■ Exercise goal
Would you output the whole listing below, exactly as it reads?

[Start of Material for this exercise]

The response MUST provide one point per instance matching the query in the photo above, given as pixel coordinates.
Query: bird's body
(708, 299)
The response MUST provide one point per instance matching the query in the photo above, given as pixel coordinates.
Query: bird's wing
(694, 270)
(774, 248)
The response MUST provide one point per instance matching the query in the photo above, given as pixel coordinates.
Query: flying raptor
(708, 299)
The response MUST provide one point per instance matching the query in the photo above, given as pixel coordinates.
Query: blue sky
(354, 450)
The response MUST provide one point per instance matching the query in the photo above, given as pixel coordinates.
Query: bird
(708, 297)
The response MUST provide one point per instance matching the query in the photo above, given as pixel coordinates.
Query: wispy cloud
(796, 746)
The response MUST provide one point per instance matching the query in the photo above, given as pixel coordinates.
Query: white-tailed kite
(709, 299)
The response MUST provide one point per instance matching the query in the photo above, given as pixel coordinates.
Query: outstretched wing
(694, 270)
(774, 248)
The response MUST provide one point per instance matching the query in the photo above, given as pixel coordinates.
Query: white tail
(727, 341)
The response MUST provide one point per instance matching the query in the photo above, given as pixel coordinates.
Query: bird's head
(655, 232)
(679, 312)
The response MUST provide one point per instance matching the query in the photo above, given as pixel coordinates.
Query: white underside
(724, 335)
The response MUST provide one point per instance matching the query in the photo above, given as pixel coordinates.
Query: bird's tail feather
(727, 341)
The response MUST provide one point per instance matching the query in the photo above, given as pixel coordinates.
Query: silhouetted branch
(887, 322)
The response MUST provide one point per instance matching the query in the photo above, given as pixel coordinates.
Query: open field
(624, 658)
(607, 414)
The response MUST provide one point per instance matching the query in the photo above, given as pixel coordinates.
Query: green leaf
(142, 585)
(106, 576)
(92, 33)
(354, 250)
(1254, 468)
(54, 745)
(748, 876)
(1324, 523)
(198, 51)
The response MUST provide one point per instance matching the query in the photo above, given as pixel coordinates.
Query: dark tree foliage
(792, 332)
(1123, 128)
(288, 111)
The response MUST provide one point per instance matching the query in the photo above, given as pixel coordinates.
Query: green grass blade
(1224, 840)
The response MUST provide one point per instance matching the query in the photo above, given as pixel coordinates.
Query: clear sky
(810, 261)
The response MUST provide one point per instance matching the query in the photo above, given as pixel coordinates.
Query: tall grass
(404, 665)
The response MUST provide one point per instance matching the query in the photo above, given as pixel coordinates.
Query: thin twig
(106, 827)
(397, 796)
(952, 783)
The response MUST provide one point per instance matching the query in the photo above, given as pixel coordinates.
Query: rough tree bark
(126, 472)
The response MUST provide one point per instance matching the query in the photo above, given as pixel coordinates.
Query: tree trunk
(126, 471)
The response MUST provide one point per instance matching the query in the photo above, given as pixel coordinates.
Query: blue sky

[End of Material for this exercise]

■ Expected answer
The response MUST provide one point per instance matching the query in the photo above, given as pixel coordinates.
Query: bird's body
(708, 299)
The response MUST provide one point per instance matching the query in the photo above, given as pixel coordinates.
Query: bird's wing
(694, 270)
(774, 248)
The response MUST provide one point per instance matching the query in the photo above, given as pixel coordinates.
Query: flying raptor
(708, 299)
The response MUST provide one point per instance matching the query in the photo above, given as pixel coordinates.
Query: blue sky
(354, 450)
The response MUST provide one point per instance matching the query in the photo above, given as pixel coordinates.
Query: bird
(708, 297)
The response MUST provide one point per instance matching the query in the photo above, given as pixel coordinates.
Query: wispy cloud
(796, 746)
The response MUST provide one point per instance matching the query in the photo above, given as pixel coordinates.
Query: white-tailed kite
(709, 299)
The response MUST provide one point per instance matching the query in the photo above, given as pixel coordinates.
Query: outstretched wing
(694, 270)
(774, 248)
The response MUST provide one point per instance matching the query in the photo above, given as pixel coordinates.
Query: white tail
(727, 341)
The response MUST provide one point per instance matching the query in the photo above, given as pixel coordinates.
Query: bird's head
(655, 232)
(679, 312)
The response MUST provide one point per instance matching the query in the photo above, given as pixel coordinates.
Query: white underside
(724, 335)
The response MUST provide one point per instance matching the query in the photo above, given as pixel coordinates.
Query: bird's tail feather
(727, 341)
The response MUST provide one point per instance matching the query in the photo above, given as pixel coordinates.
Query: silhouetted branch
(887, 322)
The response MUST provide one point per instance matching the query in the photo above, given as pixel coordinates.
Query: open field
(624, 658)
(607, 414)
The response MUST provide one point per instance matching the query in the photo above, given as pixel coordinates.
Query: green leaf
(142, 585)
(106, 576)
(92, 33)
(354, 250)
(1254, 468)
(54, 745)
(748, 876)
(1324, 523)
(198, 51)
The response MUST provide one point per instance matching the query in the photo above, given as pixel coordinates.
Query: dark tree foliage
(792, 332)
(1123, 128)
(288, 111)
The response MUST provide one point per instance matching the query in the photo above, given as pixel coordinates.
Query: green grass blade
(1224, 840)
The response MUST provide one point per instance matching the query in the photo above, given as pixel coordinates.
Query: clear sky
(810, 261)
The response MUST provide one point per instance matching the query in the photo above, given as pixel coordinates.
Query: tall grass
(404, 665)
The response MUST provide one point per instance matching the query in the photo above, given as pixel coordinates.
Query: thin twig
(106, 827)
(397, 796)
(952, 783)
The response MUST provide one point per instance matching the query in the photo above, given as pixel coordinates.
Query: rough tree bark
(126, 472)
The response MUST provide one point per instance matching the query in the photo above, given as pixel coordinates.
Query: tree trunk
(126, 471)
The response MUST provide one point per instance matching the query in the photo above, given as pixel coordinates.
Query: blue sky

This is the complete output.